◆ **Votre objectif**: Recopiez mot pour mot l'extrait d'entretien sur la pièce qui figure ci-dessous, du début à la fin.
------ Extrait du document ------
La pièce met en avant un fait de société : la santé mentale est rationalisée et transposée dans le langage médical, considéré souvent comme le langage universel. Pourquoi avez-vous ressenti le besoin de pointer du doigt ce phénomène ?

D’un point de vue personnel, je suis souvent allée à l’hôpital, non pas en tant que patiente mais en tant qu’accompagnatrice. Je me suis rendue compte que les soignants, sûrement à cause de leur surcharge de travail, ne sont pas toujours très fins psychologues. Nous faisons ce même constat dans les ruptures amoureuses. Il y a ce même aspect abrupt. Chacun y va de son petit conseil absurde : « un de perdu dix de retrouvés » ou « prends une bonne cuite ». Je trouvais intéressant de confronter ces deux angles : la rupture amoureuse et l’univers médical.

Vous avez fait le choix scénographique de projeter au fond de la scène des images de cellules magnétiques en mouvement. Comment est né ce choix ?
------ Informations ------
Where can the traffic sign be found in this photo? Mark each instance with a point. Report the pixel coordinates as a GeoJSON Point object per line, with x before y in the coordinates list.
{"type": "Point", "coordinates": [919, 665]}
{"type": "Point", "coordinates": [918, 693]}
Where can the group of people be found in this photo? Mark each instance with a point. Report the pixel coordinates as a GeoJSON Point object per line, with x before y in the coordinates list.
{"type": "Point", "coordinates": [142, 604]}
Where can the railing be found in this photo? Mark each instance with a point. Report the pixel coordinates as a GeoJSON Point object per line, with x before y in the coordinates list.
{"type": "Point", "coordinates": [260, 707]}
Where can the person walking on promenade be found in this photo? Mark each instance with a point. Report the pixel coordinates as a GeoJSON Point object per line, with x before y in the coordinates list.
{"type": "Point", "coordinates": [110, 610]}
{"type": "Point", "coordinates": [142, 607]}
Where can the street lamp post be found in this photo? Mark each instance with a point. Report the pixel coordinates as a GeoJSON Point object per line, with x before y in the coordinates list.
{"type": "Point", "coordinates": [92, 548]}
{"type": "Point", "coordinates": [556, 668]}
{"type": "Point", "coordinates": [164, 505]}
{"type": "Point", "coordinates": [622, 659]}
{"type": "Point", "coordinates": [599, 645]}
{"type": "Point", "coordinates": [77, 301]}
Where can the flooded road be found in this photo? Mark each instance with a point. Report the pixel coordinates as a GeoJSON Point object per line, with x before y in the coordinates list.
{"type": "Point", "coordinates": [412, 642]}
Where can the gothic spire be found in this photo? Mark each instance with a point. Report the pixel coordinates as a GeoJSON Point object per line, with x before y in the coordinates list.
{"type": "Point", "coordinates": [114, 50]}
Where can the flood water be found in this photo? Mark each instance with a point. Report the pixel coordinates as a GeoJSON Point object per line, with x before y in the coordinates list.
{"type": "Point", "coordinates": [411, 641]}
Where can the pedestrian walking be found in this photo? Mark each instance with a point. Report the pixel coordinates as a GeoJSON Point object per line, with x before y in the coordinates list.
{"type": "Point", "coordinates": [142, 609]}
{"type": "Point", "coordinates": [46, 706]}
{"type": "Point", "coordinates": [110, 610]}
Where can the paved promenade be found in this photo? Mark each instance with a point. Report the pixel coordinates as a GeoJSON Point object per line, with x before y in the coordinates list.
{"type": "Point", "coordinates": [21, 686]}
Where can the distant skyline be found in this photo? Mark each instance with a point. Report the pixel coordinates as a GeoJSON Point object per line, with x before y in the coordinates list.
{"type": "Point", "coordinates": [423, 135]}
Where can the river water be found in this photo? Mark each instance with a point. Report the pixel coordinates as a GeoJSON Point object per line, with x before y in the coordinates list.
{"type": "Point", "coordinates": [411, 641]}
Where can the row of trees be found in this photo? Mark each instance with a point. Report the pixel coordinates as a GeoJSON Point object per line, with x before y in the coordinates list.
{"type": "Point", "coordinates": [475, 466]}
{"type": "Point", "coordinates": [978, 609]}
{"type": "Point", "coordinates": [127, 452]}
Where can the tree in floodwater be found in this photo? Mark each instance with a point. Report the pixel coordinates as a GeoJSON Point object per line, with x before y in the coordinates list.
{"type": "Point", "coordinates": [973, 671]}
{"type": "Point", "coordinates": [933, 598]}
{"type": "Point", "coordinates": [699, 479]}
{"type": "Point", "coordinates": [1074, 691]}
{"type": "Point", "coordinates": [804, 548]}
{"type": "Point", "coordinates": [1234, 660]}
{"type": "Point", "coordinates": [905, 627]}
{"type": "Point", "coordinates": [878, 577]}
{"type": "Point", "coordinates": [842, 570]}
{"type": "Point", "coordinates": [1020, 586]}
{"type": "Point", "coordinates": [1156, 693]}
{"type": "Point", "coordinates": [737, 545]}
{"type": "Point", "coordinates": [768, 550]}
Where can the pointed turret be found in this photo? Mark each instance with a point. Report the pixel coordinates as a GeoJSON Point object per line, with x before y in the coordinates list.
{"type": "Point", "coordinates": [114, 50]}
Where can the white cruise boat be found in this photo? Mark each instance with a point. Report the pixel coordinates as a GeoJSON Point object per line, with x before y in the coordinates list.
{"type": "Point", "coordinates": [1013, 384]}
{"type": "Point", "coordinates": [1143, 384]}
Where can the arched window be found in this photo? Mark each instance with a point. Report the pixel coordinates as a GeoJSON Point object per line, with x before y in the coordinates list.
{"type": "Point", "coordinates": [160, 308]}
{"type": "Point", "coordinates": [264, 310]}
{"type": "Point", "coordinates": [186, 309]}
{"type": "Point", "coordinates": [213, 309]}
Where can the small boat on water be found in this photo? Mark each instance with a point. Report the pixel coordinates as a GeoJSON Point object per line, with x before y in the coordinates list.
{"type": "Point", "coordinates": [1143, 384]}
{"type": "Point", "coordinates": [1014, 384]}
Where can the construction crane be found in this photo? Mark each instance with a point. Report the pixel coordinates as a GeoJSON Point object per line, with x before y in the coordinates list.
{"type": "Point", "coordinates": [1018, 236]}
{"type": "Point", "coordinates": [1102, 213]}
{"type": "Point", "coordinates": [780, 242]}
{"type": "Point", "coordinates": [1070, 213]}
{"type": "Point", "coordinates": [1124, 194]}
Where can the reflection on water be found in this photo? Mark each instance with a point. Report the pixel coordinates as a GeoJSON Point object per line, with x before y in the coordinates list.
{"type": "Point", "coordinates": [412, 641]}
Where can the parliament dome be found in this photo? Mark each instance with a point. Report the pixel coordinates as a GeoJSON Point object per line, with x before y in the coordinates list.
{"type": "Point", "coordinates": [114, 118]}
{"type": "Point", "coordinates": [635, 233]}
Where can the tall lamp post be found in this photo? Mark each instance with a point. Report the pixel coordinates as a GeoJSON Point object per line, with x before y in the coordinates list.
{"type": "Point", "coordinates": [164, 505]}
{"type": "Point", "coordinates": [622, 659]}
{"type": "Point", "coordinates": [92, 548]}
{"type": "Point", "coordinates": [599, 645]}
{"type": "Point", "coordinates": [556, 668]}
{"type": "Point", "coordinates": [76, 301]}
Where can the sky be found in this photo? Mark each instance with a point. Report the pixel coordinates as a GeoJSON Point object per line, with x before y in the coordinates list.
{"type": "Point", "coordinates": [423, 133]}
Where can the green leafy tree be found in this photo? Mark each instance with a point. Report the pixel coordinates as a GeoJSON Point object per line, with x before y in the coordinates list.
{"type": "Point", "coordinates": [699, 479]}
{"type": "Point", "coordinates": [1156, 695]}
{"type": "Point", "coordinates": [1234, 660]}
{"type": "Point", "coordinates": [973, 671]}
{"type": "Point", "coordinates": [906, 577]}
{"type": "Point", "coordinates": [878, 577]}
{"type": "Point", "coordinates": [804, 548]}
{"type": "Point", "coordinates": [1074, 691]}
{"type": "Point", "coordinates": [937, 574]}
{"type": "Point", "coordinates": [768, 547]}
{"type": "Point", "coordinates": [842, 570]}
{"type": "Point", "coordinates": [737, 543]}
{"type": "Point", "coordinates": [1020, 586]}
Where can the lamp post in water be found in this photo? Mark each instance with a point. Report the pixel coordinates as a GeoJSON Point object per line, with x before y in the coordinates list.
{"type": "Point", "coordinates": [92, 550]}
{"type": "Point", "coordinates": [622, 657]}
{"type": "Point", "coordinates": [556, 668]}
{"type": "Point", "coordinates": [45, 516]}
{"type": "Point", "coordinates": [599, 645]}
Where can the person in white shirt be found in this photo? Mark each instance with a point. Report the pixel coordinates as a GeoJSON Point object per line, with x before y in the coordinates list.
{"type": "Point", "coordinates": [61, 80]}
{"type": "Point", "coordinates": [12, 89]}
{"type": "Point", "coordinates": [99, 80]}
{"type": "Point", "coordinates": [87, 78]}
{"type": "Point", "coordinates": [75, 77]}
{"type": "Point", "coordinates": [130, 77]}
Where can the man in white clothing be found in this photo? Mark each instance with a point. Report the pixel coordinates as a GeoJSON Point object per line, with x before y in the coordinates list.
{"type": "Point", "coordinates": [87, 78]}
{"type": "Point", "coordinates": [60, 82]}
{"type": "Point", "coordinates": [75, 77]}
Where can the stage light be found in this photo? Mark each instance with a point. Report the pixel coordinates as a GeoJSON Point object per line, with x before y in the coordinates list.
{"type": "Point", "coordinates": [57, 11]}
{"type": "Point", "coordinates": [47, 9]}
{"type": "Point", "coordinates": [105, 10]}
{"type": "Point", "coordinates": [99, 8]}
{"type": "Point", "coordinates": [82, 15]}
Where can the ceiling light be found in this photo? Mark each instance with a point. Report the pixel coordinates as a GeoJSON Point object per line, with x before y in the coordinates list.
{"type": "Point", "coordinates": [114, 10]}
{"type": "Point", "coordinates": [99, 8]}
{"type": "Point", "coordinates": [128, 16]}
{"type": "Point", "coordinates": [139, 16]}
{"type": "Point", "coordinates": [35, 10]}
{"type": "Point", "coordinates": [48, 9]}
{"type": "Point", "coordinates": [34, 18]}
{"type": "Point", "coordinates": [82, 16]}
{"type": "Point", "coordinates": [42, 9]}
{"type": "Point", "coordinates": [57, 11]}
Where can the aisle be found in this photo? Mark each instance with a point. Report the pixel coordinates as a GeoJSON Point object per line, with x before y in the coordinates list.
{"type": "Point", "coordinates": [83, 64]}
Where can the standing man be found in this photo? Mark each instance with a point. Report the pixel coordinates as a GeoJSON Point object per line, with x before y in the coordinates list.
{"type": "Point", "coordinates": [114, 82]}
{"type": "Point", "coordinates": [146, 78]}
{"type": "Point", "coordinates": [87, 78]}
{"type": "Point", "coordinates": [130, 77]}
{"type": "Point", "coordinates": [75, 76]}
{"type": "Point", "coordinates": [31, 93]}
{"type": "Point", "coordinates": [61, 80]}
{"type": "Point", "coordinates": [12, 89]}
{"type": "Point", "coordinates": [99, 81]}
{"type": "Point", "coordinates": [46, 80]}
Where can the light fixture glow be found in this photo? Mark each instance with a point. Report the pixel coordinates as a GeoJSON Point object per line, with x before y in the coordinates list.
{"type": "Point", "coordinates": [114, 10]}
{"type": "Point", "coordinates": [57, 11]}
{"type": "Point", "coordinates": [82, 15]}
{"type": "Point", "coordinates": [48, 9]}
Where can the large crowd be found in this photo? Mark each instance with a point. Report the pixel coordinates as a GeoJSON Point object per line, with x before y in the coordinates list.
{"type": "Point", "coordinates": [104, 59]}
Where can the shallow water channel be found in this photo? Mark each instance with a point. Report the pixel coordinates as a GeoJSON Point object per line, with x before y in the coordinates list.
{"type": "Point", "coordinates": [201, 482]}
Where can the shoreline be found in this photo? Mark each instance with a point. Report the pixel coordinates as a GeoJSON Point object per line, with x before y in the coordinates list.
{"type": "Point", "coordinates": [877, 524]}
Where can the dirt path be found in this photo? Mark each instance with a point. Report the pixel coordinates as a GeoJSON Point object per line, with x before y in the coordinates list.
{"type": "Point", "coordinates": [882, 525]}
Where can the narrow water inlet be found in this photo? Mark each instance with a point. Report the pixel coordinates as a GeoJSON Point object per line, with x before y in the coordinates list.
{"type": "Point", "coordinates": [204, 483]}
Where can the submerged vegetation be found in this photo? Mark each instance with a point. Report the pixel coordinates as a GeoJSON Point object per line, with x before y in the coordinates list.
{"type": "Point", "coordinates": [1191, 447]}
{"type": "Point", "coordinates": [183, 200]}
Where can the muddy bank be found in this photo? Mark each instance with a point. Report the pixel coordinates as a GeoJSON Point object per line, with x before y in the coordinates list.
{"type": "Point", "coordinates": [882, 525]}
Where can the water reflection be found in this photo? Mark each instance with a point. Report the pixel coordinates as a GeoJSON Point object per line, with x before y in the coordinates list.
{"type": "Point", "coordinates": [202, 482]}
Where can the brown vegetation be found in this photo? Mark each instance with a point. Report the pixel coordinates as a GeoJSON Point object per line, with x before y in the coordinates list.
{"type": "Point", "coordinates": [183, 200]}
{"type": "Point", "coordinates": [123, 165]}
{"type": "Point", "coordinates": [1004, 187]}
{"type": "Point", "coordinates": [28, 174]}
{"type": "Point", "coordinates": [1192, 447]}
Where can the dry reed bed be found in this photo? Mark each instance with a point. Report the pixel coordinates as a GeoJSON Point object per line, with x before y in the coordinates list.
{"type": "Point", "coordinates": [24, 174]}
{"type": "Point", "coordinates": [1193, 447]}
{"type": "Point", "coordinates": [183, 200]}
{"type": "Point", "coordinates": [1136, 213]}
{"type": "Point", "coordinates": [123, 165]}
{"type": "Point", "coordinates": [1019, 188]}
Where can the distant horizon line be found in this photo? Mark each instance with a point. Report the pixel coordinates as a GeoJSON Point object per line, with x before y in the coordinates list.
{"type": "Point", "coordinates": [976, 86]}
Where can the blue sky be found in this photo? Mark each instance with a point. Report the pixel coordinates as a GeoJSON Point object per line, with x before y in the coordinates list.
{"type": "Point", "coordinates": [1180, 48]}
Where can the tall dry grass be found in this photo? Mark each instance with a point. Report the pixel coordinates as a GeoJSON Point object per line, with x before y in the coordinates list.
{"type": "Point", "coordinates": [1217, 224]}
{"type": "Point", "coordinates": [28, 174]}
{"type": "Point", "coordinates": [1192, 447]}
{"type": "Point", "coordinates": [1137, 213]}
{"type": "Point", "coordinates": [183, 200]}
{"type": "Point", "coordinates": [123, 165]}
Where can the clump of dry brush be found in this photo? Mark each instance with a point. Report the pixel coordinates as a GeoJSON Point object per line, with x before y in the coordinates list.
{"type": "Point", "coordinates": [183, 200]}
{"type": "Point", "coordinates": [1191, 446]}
------
◆ **Résultat de l'exercice**:
La pièce met en avant un fait de société : la santé mentale est rationalisée et transposée dans le langage médical, considéré souvent comme le langage universel. Pourquoi avez-vous ressenti le besoin de pointer du doigt ce phénomène ?

D’un point de vue personnel, je suis souvent allée à l’hôpital, non pas en tant que patiente mais en tant qu’accompagnatrice. Je me suis rendue compte que les soignants, sûrement à cause de leur surcharge de travail, ne sont pas toujours très fins psychologues. Nous faisons ce même constat dans les ruptures amoureuses. Il y a ce même aspect abrupt. Chacun y va de son petit conseil absurde : « un de perdu dix de retrouvés » ou « prends une bonne cuite ». Je trouvais intéressant de confronter ces deux angles : la rupture amoureuse et l’univers médical.

Vous avez fait le choix scénographique de projeter au fond de la scène des images de cellules magnétiques en mouvement. Comment est né ce choix ?